• _Page extract_

Open wapleeeeee opened 2 days ago
Hi @wapleeeeee, Thanks for trying Tabby.
May I know your interest in using the Minicpm3-4B
with Tabby?
As for the update of llama cpp server, we will generally update it to the newer version with tabby, we are currently working on v0.19.0
release, and I believe we can handle this update in the next release if necessary.
Please also notice that Tabby supports Model HTTP API, you can manually setup a llama cpp server or ollama server and connect to it by Model HTTP API, for more information, please refer to the doc https://tabby.tabbyml.com/docs/references/models-http-api/llama.cpp/
Thanks so much for your reply!
Actually, we are going to using Minicpm3-4B for our product. Before that, we should test the coding ability of Minicpm3-4B. We found tabby is a great tool which can both help us coding and test for the potential risk.
I use the Model HTTP API successfully with vllm. Thanks for your advice. But now there's a situation, vllm can't accept {"input": {"prefix": xx, "suffix": xx}} format for 'v1/completion' ('v1/chat/completion' do work).

• _Activity A_
In the Tabby thread, which release does the team say it is currently working on?
• _Activity B_
For each statement, say whether it agrees with the Tabby thread, and quote the deciding words from the thread: (i) The user connected to the Model HTTP API with vllm successfully. (ii) With vllm, 'v1/chat/completion' does not work. (iii) The reply says the llama cpp server update is already part of v0.19.0.
• _Activity C_
Continue the Tabby thread from its last sentence.

• _Excerpted records_
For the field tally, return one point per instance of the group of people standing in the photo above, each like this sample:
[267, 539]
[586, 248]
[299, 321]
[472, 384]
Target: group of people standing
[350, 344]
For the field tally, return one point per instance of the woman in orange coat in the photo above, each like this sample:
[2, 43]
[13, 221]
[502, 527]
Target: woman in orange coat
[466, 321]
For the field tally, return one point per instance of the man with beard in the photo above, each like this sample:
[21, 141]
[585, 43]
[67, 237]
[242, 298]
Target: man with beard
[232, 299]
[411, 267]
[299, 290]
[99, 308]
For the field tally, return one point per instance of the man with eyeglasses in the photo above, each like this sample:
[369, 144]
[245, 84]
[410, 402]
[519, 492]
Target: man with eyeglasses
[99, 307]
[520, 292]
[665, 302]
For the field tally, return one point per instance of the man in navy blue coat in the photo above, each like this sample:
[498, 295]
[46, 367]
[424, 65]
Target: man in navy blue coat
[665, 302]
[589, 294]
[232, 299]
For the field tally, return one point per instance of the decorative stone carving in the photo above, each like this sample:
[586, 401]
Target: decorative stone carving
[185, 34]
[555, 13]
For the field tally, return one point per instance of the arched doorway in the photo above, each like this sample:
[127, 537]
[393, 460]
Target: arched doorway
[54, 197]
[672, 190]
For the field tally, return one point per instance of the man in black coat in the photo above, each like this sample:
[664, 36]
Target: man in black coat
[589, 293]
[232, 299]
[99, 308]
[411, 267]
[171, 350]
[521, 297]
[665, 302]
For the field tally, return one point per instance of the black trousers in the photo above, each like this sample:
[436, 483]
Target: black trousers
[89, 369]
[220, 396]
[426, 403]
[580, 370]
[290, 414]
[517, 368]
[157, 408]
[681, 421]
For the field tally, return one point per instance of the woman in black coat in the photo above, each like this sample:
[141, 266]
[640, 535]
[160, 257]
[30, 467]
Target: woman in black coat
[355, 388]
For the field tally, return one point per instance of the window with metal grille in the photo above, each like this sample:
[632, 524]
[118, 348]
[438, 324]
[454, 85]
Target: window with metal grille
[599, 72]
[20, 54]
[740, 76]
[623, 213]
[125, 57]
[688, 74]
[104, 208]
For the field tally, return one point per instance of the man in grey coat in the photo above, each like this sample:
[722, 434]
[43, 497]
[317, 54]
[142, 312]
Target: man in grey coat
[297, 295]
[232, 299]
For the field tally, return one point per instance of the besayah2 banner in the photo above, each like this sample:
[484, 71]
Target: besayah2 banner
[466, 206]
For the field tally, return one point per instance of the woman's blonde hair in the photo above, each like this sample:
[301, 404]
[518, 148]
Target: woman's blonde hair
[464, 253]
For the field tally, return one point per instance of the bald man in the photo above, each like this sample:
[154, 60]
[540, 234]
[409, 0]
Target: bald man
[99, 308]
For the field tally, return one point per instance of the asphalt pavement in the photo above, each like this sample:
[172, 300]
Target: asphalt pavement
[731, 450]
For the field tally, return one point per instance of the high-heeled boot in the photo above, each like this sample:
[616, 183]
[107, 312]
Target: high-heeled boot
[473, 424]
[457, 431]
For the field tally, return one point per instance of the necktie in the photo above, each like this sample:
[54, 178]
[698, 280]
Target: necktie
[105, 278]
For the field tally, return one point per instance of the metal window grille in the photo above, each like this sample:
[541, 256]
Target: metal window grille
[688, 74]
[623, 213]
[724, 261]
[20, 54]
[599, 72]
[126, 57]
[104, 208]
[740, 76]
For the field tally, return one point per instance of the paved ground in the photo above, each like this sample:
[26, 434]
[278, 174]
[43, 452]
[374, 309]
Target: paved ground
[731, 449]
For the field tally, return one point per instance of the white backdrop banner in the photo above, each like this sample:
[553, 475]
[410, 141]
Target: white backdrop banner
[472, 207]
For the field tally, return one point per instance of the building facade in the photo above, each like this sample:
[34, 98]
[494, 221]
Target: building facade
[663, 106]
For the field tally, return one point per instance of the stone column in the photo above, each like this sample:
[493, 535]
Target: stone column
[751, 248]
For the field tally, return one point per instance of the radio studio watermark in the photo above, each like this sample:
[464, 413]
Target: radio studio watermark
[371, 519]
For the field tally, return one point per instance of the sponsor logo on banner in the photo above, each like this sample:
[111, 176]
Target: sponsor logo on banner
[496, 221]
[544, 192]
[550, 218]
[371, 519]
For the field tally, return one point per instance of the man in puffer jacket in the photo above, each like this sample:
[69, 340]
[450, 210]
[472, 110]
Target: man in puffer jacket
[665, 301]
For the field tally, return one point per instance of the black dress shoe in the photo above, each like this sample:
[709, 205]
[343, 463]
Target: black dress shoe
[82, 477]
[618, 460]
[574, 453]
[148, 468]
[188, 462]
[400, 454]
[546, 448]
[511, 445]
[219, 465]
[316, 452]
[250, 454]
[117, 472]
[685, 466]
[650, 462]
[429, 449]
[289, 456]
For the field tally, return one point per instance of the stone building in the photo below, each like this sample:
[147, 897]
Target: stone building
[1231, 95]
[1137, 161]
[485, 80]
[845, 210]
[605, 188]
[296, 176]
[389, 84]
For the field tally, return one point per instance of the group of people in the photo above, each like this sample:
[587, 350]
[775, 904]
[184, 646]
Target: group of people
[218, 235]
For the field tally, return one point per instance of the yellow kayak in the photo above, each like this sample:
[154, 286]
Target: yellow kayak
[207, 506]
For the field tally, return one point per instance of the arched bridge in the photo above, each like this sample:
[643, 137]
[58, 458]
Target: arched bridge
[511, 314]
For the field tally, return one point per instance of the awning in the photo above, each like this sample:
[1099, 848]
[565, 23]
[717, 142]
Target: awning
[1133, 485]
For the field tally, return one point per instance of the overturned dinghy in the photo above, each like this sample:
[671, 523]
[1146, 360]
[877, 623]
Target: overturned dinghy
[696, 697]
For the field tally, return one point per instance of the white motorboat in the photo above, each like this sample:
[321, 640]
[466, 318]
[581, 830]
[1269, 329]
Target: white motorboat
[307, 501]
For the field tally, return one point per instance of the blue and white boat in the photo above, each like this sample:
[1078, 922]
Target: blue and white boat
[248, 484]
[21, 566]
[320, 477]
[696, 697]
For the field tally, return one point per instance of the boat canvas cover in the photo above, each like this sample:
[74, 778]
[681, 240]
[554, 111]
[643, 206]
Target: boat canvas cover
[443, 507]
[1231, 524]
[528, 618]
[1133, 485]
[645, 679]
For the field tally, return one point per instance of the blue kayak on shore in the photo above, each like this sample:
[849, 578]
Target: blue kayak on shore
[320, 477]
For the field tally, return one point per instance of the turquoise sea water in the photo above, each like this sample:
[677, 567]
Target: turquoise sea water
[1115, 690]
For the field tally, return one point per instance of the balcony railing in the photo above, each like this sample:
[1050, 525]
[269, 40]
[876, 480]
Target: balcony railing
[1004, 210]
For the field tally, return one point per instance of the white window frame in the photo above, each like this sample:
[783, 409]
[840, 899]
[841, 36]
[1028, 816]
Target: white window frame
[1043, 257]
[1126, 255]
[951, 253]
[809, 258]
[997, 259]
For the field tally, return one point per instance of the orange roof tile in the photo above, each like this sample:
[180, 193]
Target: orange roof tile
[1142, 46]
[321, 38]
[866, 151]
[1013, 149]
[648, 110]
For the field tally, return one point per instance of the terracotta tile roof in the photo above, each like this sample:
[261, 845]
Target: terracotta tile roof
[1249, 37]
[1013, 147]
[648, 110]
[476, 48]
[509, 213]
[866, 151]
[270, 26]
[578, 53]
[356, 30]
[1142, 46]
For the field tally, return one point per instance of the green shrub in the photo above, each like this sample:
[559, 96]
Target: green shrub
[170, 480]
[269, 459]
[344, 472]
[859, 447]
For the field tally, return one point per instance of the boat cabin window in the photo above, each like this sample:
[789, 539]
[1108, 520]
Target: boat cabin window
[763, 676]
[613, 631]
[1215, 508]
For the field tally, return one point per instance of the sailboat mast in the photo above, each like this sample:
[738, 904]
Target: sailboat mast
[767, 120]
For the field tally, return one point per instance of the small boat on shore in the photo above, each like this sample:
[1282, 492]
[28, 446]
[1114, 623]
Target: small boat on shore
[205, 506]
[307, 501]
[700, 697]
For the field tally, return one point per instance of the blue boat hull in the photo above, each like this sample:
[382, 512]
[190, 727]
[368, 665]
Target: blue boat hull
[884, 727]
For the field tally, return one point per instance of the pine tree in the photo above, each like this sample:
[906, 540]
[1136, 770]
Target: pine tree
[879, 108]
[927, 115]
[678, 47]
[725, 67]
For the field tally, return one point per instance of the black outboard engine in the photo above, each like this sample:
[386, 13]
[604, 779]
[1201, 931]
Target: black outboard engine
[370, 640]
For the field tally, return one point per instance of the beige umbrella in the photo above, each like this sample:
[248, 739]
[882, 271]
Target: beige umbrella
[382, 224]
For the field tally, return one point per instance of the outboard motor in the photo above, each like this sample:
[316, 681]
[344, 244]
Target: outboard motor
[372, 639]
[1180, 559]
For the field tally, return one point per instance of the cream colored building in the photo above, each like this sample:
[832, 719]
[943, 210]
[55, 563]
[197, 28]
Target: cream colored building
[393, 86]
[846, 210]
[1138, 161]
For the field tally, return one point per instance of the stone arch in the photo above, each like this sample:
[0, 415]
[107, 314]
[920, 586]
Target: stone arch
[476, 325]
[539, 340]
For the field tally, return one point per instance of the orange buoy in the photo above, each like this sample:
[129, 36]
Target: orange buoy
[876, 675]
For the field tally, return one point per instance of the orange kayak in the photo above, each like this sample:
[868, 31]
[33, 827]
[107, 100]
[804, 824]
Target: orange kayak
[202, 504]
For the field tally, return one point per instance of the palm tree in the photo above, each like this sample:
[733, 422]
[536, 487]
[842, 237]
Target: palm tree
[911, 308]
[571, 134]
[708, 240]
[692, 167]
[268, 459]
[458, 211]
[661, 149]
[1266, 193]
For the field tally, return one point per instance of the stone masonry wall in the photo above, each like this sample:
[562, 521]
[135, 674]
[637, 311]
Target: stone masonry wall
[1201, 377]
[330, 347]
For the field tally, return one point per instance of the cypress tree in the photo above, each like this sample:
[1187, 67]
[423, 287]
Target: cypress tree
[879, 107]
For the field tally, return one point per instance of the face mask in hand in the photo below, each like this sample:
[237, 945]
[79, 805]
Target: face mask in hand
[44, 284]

• _Written answer A_
v0.19.0

• _Written answer B_
(i) Yes: "I use the Model HTTP API successfully with vllm."
(ii) No: "('v1/chat/completion' do work)"
(iii) No: "I believe we can handle this update in the next release if necessary."

• _Written answer C_
I tried to modify the ~/.tabby/config.toml but it seemed not work. Is there any way to solve that?
Here's my request:
curl -X 'POST' -H "Authorization:Bearer token-abc123"\
'http://localhost:8015/v1/completions' \
-H 'accept: application/json' \
-H 'Content-Type: application/json' \
-d '{
"language": "python",
"segments": {
"prefix": "def fib(n):\n ",
"suffix": "\n return fib(n - 1) + fib(n - 2)"
}
}'
Here is my error:
{"object":"error","message":"[{'type': 'missing', 'loc': ('body', 'model'), 'msg': 'Field required', 'input': {'language': 'python', 'segments': {'prefix': 'def fib(n):\\n ', 'suffix': '\\n return fib(n - 1) + fib(n - 2)'}}}, {'type': 'missing', 'loc': ('body', 'prompt'), 'msg': 'Field required', 'input': {'language': 'python', 'segments': {'prefix': 'def fib(n):\\n ', 'suffix': '\\n return fib(n - 1) + fib(n - 2)'}}}, {'type': 'extra_forbidden', 'loc': ('body', 'language'), 'msg': 'Extra inputs are not permitted', 'input': 'python'}, {'type': 'extra_forbidden', 'loc': ('body', 'segments'), 'msg': 'Extra inputs are not permitted', 'input': {'prefix': 'def fib(n):\\n ', 'suffix': '\\n return fib(n - 1) + fib(n - 2)'}}]","type":"BadRequestError","param":null,"code":400}
I set the ~/.tabby/config.toml with
[model.completion.http]
kind = "openai/completion"
model_name = "minicpm3-4b"
api_endpoint = "http://localhost:8015/v1"
api_key = "xxx"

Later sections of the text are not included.